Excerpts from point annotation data

+++

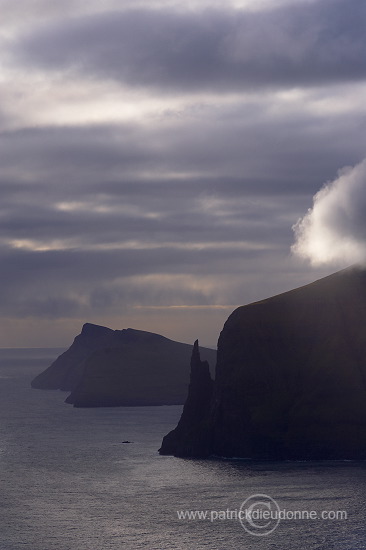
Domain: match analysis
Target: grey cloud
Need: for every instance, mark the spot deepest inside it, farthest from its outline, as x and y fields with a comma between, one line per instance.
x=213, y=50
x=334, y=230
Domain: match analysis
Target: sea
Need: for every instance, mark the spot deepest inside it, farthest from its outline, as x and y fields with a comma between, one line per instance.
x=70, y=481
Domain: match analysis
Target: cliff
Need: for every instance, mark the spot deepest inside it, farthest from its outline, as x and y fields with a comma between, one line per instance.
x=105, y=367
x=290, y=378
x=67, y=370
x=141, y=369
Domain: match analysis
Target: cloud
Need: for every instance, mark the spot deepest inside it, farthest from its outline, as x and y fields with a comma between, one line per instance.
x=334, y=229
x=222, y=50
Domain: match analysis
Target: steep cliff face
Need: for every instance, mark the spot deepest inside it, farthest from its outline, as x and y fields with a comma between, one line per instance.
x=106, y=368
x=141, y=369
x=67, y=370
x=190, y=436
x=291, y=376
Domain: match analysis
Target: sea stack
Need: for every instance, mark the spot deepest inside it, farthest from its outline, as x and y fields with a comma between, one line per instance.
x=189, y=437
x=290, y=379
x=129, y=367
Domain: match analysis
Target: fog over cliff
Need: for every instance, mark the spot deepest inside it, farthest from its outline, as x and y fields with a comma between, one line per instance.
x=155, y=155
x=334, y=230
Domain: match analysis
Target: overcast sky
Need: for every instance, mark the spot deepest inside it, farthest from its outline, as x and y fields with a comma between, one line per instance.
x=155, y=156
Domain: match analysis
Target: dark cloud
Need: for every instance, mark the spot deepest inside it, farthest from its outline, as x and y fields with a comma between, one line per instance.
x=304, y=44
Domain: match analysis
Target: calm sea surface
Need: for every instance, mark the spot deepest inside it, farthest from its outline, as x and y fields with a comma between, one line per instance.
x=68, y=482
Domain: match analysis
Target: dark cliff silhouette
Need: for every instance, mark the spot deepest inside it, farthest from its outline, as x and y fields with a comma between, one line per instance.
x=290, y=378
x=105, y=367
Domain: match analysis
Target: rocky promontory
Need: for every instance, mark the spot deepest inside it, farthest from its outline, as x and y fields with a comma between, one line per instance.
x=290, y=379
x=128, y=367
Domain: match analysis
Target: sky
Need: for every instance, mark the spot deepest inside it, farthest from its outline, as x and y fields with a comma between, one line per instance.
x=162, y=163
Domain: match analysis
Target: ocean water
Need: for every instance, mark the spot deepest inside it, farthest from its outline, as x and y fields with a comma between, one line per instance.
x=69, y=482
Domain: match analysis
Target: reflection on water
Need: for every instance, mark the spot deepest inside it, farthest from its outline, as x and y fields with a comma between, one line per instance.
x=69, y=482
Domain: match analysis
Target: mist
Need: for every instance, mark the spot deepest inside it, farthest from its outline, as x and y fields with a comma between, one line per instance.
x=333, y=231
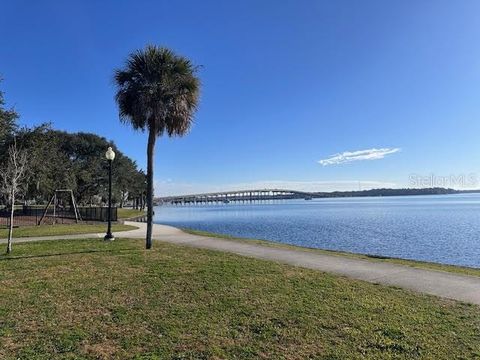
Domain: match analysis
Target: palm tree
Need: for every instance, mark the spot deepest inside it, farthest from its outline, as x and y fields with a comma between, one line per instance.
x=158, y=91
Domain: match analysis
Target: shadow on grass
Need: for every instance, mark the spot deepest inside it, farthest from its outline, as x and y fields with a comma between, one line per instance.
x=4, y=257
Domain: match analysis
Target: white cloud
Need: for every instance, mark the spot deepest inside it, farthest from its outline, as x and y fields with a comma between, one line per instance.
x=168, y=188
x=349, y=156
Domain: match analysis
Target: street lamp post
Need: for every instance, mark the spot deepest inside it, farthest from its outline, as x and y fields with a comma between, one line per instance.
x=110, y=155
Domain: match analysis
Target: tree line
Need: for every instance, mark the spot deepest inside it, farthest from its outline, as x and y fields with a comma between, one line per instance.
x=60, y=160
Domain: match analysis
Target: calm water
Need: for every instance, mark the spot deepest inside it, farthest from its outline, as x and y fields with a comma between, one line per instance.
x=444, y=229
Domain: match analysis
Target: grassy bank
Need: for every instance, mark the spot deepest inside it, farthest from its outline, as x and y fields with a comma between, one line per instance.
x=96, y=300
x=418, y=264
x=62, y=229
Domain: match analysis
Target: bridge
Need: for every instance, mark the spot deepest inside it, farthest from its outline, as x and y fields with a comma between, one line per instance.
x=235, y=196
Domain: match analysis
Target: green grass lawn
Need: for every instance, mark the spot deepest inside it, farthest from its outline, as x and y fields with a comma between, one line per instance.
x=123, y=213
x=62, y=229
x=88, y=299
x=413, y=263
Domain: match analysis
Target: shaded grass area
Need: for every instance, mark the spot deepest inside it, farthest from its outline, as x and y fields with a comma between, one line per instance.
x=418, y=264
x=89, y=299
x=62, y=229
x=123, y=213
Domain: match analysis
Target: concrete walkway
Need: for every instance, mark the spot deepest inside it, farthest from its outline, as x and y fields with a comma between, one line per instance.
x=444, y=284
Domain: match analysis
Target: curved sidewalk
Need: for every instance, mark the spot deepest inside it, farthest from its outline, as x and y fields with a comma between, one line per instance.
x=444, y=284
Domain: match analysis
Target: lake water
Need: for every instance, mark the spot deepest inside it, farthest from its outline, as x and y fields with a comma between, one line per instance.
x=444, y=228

+++

» **Given task**: Can you output all of the material above as a two-column CSV headed instruction and response, with one row per item? Put each item's text and its answer in one quoted field apiece, turn line breaks into spaces, and leave the pictures out.

» **Exercise answer**:
instruction,response
"Domain: match analysis Target: grey cloud Need: for every instance, mark the spot deepest inside it, farthest from its outline, as x and y fields with a comma between, one line per instance.","x=213, y=50 x=334, y=230"
"Domain: match analysis Target: sea Need: for every instance, mark the spot deepest inside it, farthest from its outline, as x and y fields with a comma between, one line per instance.","x=70, y=481"
"Domain: match analysis Target: cliff Need: for every instance, mark the spot deepest inside it, farthest from its outline, as x and y fields with a comma between, one line per instance.","x=105, y=367 x=290, y=378 x=67, y=370 x=141, y=369"
"Domain: match analysis Target: cloud Need: for every instance, mark the spot deepest inside it, farthest from its outline, as x and y fields with a comma between, one line per instance.","x=334, y=229 x=222, y=50"
"Domain: match analysis Target: steep cliff face Need: for every instance, mark the spot deepest inside it, farthest from its outline, as x and y fields with a comma between, one line per instance.","x=106, y=368 x=141, y=369 x=67, y=370 x=190, y=436 x=291, y=376"
"Domain: match analysis Target: sea stack Need: for every instance, mark the spot deepest inside it, farthest from its outline, as x and y fields with a comma between, one line per instance.","x=189, y=437 x=290, y=379 x=129, y=367"
"Domain: match analysis Target: fog over cliff Need: for every instance, mark the spot deepest inside it, farthest from its outline, as x and y fields with a comma between, one line per instance.","x=155, y=155 x=334, y=230"
"Domain: match analysis Target: overcast sky Need: for every instance, mark the spot deepest inside it, farthest from its outline, as x and y fields with a comma between, one line per instance.","x=155, y=156"
"Domain: match analysis Target: dark cloud Need: for every instance, mark the spot deepest inside it, farthest from its outline, as x and y fields with a comma between, one line per instance.","x=304, y=44"
"Domain: match analysis Target: calm sea surface Need: for every instance, mark the spot deepest inside it, farthest from its outline, as x and y fields with a comma between, one line per instance.","x=68, y=482"
"Domain: match analysis Target: dark cliff silhouette Need: for every instance, mark the spot deepest inside it, farthest from its outline, as x and y fields with a comma between, one line per instance.","x=290, y=378 x=105, y=367"
"Domain: match analysis Target: rocky promontory Need: for every instance, mark the spot deepest inside it, farthest from its outline, as x and y fields with a comma between, one line per instance.","x=290, y=379 x=128, y=367"
"Domain: match analysis Target: sky Need: for every instance, mark the spot deepest inside it, farthest from its outline, as x and y fields with a comma between, one line per instance.","x=162, y=163"
"Domain: match analysis Target: ocean water Need: for every instance, mark the spot deepest inside it, farthest from its outline, as x and y fields with a comma between, one line per instance.","x=69, y=482"
"Domain: match analysis Target: reflection on water Need: for every instance, mark the spot deepest inside it, farthest from its outline, as x and y fields with a comma between, one line per instance.","x=69, y=482"
"Domain: match analysis Target: mist Need: for every instance, mark the spot deepest inside it, farthest from its outline, as x and y fields with a comma between, one line per instance.","x=333, y=231"
"Domain: match analysis Target: palm tree Need: for every instance, mark the spot deepest inside it, farthest from its outline, as x and y fields with a comma between, one line per instance.","x=158, y=91"
"Domain: match analysis Target: shadow on grass Need: for every instance, mark the spot deepest inside it, farthest from its outline, as x and y fields with a comma between, one line per instance.","x=4, y=257"
"Domain: match analysis Target: white cloud Need: for every instance, mark the spot deepest inside it, farthest from its outline, as x and y fields with a comma between, one line per instance.","x=168, y=188 x=349, y=156"
"Domain: match analysis Target: street lamp post Need: for every instance, mark the spot deepest inside it, farthest from its outline, as x and y fields with a comma between, one line per instance.","x=110, y=155"
"Domain: match analysis Target: tree line Need: for every instance, mark the spot deepest inside it, farthest from its outline, as x and y fields with a comma between, one line per instance.","x=60, y=160"
"Domain: match analysis Target: calm water Need: for every instance, mark the spot deepest inside it, farthest from its outline, as x and y fields with a comma between, one line per instance.","x=444, y=229"
"Domain: match analysis Target: grassy bank Need: for every instance, mark the spot deepest inside it, farthest from its outline, as x and y fields with a comma between, one line per instance.","x=96, y=300 x=418, y=264 x=62, y=229"
"Domain: match analysis Target: bridge Need: for every instance, mark the spot deepest inside it, farthest from its outline, as x and y fields with a comma between, one line per instance.","x=235, y=196"
"Domain: match analysis Target: green grass lawn Need: for every instance, mark the spot deepest inside it, farthest from its outline, as x and y fields with a comma between, one line per instance.","x=123, y=213 x=62, y=229 x=88, y=299 x=413, y=263"
"Domain: match analysis Target: shaded grass area Need: for every instance, mark the spot deepest inside it, farthest from its outline, as x and y fields with a comma between, one line per instance.","x=418, y=264 x=89, y=299 x=62, y=229 x=123, y=213"
"Domain: match analysis Target: concrete walkway Need: for every instance, mark the spot deepest inside it, farthest from its outline, as x and y fields with a comma between, one line per instance.","x=444, y=284"
"Domain: match analysis Target: curved sidewalk Need: for every instance, mark the spot deepest inside it, farthest from its outline, as x and y fields with a comma between, one line per instance.","x=444, y=284"
"Domain: match analysis Target: lake water Need: for every instance, mark the spot deepest inside it, farthest from its outline, as x and y fields with a comma between, one line per instance.","x=444, y=228"